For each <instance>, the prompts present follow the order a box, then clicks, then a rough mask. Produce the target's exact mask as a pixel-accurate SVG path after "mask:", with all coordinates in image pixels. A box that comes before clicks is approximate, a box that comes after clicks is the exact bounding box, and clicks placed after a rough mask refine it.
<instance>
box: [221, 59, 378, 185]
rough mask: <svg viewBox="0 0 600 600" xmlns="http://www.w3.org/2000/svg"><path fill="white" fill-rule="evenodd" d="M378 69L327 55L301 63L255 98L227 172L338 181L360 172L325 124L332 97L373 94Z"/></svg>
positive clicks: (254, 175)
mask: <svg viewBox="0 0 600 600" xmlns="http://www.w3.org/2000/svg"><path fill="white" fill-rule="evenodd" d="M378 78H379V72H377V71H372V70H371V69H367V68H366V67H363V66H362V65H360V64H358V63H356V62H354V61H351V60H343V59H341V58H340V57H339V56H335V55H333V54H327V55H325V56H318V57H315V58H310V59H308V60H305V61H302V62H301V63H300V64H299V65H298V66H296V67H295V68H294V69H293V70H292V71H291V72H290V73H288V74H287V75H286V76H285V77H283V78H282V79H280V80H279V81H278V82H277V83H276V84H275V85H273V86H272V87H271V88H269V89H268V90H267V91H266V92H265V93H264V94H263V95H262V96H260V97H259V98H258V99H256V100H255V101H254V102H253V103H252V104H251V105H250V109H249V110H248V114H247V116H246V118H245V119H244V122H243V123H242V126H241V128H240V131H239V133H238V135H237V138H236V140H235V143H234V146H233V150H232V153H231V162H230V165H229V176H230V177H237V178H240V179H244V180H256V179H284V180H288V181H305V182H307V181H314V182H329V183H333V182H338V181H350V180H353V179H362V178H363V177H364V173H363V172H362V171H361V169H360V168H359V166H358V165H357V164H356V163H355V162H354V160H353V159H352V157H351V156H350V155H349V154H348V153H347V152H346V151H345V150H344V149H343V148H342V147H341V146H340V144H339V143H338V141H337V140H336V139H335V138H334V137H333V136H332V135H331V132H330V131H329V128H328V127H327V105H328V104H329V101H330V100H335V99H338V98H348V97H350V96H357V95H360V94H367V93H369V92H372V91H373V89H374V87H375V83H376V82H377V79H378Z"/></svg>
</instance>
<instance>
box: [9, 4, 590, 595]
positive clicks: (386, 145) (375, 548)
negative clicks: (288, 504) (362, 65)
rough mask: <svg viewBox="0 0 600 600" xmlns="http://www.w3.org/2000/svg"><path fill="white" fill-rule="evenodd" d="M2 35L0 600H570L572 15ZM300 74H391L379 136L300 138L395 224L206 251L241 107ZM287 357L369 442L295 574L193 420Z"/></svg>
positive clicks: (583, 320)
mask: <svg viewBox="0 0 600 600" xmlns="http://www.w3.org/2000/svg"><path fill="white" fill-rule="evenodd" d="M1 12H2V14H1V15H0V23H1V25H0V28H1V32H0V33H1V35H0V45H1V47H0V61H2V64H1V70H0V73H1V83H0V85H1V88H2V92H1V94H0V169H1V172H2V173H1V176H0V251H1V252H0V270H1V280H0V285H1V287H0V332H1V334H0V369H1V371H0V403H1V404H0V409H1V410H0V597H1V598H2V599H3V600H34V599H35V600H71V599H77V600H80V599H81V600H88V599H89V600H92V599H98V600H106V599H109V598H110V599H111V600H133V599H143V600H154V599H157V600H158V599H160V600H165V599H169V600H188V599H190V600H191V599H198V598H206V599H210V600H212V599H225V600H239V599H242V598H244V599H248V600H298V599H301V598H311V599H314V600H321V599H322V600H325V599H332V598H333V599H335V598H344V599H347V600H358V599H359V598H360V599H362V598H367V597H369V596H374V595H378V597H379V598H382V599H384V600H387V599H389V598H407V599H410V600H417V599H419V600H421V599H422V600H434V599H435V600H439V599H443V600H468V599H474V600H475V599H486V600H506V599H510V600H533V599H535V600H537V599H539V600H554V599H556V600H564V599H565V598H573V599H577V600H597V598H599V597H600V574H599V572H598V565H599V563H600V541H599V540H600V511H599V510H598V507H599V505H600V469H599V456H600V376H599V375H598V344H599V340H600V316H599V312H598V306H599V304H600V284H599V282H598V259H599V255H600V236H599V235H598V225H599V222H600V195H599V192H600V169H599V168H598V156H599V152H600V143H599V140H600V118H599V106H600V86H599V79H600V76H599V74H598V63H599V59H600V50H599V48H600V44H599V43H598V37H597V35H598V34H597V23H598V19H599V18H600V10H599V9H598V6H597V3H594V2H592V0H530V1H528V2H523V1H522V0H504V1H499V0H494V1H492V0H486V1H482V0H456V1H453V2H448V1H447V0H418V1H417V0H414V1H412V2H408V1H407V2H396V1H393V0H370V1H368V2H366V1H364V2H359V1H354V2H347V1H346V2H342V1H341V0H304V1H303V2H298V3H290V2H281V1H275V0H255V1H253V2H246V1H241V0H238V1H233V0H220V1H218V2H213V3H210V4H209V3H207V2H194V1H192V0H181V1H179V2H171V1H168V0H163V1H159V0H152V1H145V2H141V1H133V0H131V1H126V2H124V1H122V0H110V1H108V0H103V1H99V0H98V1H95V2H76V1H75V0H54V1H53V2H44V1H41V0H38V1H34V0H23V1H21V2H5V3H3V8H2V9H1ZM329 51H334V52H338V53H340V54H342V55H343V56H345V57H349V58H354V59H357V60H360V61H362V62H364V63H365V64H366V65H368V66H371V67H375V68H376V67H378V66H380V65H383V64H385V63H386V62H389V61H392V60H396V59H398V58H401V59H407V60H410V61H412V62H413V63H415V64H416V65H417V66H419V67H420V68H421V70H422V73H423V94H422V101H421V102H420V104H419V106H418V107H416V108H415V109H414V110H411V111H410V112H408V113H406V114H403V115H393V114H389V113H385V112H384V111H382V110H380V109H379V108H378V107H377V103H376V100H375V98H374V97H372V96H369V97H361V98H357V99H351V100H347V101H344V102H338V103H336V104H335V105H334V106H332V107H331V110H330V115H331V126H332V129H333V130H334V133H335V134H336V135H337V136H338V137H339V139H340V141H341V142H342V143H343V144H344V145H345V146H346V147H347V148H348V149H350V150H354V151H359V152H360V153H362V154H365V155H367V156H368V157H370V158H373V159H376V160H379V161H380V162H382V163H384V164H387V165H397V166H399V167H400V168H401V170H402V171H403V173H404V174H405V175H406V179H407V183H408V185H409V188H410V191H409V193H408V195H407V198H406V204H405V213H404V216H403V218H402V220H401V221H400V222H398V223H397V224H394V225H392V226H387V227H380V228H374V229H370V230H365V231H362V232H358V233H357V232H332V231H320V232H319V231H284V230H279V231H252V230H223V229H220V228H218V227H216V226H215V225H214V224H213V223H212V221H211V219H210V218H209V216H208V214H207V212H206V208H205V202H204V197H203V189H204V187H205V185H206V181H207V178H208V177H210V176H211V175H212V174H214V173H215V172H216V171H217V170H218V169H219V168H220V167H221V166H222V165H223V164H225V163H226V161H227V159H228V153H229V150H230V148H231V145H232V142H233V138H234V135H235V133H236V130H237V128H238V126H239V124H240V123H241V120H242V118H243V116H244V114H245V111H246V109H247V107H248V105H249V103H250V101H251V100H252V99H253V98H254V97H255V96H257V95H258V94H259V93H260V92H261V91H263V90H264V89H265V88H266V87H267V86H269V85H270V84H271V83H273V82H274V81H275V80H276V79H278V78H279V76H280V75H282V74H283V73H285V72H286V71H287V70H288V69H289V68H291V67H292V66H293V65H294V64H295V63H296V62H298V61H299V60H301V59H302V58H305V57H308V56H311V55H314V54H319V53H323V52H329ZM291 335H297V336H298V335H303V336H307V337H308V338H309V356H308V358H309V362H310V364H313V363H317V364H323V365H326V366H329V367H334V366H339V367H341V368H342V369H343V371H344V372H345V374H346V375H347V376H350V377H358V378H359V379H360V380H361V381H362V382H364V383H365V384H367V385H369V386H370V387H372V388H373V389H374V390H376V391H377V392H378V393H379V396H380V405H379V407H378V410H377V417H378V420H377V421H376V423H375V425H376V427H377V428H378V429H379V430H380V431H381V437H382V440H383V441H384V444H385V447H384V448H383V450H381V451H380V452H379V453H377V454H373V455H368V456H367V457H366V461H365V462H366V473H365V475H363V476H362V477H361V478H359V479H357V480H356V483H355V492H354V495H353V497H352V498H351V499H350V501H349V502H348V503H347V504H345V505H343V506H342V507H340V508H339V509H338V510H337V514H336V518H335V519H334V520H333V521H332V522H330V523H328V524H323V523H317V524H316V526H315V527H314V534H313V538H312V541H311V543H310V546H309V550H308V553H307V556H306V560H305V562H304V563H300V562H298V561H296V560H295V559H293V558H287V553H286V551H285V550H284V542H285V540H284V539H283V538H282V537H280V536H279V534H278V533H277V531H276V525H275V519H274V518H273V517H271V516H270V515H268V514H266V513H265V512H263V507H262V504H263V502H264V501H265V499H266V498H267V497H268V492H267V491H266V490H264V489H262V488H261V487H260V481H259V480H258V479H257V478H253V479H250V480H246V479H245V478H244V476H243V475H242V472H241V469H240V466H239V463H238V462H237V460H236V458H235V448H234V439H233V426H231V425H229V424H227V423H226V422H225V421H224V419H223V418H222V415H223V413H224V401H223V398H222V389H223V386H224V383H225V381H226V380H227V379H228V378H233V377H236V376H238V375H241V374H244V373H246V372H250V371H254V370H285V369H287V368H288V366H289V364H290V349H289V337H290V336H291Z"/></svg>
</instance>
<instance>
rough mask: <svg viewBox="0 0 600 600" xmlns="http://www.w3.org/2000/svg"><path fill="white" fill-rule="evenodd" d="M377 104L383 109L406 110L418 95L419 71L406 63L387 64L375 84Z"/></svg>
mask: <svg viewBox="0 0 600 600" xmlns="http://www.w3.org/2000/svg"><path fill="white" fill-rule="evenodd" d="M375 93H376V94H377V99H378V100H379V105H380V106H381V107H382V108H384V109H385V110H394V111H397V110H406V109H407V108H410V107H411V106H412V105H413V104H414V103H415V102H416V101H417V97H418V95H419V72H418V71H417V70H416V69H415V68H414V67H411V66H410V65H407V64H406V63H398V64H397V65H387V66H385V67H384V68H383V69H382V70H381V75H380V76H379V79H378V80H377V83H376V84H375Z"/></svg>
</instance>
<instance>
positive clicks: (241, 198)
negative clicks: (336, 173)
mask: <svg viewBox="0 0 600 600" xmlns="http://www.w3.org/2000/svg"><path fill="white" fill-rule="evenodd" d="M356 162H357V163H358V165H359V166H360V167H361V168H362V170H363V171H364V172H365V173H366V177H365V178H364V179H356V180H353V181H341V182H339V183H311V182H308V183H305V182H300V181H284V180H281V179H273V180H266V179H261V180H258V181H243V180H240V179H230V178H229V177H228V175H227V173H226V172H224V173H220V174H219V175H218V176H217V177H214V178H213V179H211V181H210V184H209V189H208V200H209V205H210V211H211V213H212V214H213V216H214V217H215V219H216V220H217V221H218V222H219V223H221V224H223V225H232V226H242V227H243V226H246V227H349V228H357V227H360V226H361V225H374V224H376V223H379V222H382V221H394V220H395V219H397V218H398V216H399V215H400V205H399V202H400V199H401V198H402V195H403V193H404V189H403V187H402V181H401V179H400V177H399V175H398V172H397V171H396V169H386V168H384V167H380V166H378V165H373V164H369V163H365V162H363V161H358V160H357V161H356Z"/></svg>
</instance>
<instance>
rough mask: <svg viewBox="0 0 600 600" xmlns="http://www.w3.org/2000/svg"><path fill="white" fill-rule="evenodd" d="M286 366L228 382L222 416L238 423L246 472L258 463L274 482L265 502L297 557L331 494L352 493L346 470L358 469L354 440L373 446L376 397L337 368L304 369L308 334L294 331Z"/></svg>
══════════
_INSTRUCTIONS FOR THE TASK_
From the line with "negative clicks: (336, 173)" to the final line of the data above, please reproduce every line exactly and add nothing.

_SOLUTION FOR THIS EXERCISE_
negative clicks: (336, 173)
mask: <svg viewBox="0 0 600 600" xmlns="http://www.w3.org/2000/svg"><path fill="white" fill-rule="evenodd" d="M356 162H357V163H358V165H359V166H360V167H361V168H362V170H363V171H364V172H365V173H366V177H365V178H364V179H356V180H353V181H341V182H339V183H311V182H308V183H305V182H300V181H284V180H281V179H273V180H266V179H261V180H258V181H243V180H240V179H230V178H229V177H228V175H227V173H226V172H224V173H220V174H219V175H218V176H217V177H214V178H213V179H211V181H210V184H209V189H208V200H209V205H210V211H211V213H212V214H213V216H214V217H215V219H216V220H217V221H218V222H219V223H221V224H223V225H232V226H242V227H243V226H246V227H349V228H357V227H360V226H361V225H374V224H376V223H379V222H382V221H394V220H395V219H397V218H398V216H399V215H400V205H399V202H400V199H401V198H402V195H403V193H404V189H403V187H402V181H401V179H400V177H399V175H398V172H397V171H396V169H386V168H384V167H380V166H378V165H373V164H369V163H365V162H363V161H358V160H357V161H356Z"/></svg>
</instance>
<instance>
rough mask: <svg viewBox="0 0 600 600" xmlns="http://www.w3.org/2000/svg"><path fill="white" fill-rule="evenodd" d="M286 366L228 382L222 416L238 423L246 472L258 463L274 482L265 502L297 557L331 494L352 493L346 470L358 469L354 440L373 446L376 397L337 368L304 369L308 334L294 331Z"/></svg>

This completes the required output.